**RECORDS TO USE:**
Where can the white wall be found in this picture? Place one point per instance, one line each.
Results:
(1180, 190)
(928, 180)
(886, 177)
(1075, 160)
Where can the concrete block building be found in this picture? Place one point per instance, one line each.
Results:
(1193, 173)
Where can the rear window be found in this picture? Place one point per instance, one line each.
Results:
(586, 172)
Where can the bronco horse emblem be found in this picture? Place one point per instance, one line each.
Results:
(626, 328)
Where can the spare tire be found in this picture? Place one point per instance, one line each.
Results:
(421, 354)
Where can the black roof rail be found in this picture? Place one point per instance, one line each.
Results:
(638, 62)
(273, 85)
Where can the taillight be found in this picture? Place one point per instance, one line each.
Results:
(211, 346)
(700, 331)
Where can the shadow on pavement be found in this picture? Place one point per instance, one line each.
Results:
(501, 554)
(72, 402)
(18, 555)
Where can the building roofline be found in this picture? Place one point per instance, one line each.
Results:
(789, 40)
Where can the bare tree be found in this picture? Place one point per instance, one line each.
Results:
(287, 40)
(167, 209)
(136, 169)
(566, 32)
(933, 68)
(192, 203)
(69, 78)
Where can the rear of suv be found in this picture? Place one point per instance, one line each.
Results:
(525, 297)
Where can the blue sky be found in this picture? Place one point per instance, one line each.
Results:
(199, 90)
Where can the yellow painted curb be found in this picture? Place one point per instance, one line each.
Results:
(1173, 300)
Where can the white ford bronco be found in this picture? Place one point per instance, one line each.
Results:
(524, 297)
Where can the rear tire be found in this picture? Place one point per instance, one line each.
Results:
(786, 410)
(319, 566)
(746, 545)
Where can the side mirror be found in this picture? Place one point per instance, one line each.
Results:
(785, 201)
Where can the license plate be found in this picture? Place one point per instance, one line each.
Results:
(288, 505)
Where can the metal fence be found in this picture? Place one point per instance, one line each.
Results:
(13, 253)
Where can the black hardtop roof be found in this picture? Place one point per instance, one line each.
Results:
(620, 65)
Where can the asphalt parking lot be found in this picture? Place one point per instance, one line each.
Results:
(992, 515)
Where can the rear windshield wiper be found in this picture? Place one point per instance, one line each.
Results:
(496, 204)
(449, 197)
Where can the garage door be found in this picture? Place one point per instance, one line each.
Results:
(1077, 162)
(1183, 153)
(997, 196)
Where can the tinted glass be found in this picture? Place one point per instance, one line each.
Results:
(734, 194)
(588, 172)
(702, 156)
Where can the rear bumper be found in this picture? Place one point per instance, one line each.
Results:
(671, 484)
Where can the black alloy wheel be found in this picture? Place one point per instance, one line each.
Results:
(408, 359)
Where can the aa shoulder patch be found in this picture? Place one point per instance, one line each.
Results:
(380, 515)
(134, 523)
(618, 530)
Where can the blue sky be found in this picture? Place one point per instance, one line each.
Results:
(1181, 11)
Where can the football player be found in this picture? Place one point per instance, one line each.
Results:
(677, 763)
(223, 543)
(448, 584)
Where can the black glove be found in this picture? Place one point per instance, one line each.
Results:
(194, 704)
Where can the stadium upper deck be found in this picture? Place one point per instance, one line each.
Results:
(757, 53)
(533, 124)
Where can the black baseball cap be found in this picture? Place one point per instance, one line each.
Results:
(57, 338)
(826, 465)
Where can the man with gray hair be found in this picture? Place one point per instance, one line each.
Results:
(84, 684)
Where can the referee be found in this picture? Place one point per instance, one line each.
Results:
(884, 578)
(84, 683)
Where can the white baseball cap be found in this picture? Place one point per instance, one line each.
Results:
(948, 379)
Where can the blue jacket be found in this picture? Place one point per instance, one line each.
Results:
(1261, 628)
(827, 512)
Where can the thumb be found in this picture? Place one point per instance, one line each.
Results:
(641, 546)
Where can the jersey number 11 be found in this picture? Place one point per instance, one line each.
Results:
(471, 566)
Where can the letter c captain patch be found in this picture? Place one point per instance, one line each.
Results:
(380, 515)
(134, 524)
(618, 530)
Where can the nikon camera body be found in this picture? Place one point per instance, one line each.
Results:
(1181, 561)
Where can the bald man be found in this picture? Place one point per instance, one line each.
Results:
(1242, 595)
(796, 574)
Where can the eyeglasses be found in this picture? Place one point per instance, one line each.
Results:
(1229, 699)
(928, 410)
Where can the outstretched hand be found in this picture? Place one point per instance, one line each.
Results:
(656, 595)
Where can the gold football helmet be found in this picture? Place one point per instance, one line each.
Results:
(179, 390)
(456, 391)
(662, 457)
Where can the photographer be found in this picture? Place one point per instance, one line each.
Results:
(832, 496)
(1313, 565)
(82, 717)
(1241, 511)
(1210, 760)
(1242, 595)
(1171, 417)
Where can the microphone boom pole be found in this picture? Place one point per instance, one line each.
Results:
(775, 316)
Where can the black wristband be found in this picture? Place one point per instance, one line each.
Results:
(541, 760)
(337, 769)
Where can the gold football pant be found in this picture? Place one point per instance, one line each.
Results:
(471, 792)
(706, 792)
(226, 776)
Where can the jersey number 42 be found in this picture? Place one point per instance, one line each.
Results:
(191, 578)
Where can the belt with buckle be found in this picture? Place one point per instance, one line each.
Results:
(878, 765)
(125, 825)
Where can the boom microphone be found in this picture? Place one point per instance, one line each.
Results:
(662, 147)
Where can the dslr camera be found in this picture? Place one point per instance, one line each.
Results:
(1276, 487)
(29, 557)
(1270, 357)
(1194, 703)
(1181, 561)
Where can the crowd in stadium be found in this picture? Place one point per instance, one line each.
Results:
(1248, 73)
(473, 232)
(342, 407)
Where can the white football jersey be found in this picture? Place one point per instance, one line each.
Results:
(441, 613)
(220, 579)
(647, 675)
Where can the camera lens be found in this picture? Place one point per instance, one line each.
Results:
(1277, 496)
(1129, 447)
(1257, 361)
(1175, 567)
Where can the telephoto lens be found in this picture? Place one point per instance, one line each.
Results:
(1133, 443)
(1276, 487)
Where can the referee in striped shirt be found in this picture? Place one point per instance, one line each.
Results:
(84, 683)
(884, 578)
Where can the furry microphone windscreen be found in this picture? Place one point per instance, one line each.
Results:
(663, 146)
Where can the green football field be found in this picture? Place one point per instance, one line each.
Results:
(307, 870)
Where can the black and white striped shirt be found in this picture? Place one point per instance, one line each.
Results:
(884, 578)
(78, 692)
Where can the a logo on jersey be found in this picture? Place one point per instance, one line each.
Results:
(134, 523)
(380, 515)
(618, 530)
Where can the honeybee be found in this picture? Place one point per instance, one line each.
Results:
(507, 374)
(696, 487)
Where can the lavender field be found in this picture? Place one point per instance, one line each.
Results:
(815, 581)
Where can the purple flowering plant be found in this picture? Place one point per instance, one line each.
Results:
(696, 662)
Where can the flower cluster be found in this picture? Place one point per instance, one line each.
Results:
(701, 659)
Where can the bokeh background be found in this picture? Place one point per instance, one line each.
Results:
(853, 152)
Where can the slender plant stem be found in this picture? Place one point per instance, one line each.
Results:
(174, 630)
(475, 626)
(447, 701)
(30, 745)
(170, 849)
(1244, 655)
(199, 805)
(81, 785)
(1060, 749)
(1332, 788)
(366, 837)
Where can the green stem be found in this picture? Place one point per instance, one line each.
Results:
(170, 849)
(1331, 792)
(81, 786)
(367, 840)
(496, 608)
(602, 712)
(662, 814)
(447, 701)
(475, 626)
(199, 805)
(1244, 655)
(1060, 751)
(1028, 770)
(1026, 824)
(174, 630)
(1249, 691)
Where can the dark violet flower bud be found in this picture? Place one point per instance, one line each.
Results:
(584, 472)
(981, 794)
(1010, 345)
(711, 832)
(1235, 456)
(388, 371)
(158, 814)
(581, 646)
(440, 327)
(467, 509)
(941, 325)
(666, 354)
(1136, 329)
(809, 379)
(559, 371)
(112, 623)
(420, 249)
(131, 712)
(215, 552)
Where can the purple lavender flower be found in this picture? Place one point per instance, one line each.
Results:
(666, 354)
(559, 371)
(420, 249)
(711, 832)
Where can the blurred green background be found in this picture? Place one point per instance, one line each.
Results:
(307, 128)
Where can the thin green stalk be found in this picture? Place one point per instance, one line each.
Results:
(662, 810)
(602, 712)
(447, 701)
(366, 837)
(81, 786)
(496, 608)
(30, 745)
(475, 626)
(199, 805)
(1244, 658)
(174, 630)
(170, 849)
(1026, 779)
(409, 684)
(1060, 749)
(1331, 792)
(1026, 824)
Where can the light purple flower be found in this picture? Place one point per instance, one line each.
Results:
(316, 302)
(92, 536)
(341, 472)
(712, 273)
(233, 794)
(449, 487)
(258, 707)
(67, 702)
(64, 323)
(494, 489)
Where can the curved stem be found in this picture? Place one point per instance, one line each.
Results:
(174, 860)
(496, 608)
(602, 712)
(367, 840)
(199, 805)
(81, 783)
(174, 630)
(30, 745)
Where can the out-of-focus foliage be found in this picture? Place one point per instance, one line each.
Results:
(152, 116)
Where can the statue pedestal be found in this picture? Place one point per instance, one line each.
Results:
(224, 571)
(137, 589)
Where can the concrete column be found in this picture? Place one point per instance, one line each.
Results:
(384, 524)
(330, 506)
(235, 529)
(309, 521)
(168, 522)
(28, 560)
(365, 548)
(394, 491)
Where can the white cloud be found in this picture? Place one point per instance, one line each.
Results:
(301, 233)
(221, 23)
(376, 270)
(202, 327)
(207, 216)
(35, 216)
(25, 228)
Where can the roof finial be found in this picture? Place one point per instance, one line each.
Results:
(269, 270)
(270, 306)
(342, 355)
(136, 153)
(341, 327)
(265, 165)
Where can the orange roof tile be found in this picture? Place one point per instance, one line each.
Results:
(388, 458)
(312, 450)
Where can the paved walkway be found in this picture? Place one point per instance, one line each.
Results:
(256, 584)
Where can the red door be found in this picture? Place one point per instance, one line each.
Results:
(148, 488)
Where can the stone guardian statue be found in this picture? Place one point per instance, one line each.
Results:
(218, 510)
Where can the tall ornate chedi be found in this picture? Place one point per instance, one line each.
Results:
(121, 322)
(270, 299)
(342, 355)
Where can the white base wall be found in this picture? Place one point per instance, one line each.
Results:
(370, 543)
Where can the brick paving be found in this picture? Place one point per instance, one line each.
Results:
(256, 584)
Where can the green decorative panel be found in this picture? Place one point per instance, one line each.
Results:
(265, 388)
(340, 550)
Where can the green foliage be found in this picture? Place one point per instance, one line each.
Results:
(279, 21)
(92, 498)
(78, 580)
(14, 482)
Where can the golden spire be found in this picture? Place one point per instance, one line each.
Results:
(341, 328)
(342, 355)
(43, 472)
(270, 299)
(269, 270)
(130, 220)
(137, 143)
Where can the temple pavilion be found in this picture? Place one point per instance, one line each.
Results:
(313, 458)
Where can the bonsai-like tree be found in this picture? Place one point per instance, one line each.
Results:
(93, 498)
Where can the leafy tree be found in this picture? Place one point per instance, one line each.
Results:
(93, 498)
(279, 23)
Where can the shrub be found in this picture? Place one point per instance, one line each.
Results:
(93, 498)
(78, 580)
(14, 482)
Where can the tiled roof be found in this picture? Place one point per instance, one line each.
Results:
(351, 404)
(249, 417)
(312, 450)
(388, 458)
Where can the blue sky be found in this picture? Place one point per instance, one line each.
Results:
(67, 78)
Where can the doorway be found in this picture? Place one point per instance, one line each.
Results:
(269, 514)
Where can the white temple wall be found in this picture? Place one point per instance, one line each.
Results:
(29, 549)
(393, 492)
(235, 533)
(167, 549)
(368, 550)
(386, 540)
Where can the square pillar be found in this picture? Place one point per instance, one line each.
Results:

**TASK TO CARRY OUT:** Scale the listing from the line containing "Where can the tiled" through the end of the listing, and write those lines out again, requests included. Multiply every coordinate in the results by 1.35 and round to whole numbers, with halves rounded up.

**EXERCISE ANSWER:**
Where can the tiled roof be found in this picture? Place one point per instance, one line each.
Results:
(474, 545)
(336, 563)
(421, 608)
(524, 618)
Where can the blue sky be found in this picture? Place one point per instance, one line each.
Results:
(90, 105)
Where can the doorway be found in this picture? Place one point per instance, one line each.
Results:
(363, 694)
Where can the white temple wall be found in this picture? Place one point per instance, one line each.
Results:
(39, 741)
(531, 664)
(317, 720)
(225, 741)
(497, 743)
(521, 729)
Where can the square pillar be found in this picture? Place one point per instance, one line each.
Results:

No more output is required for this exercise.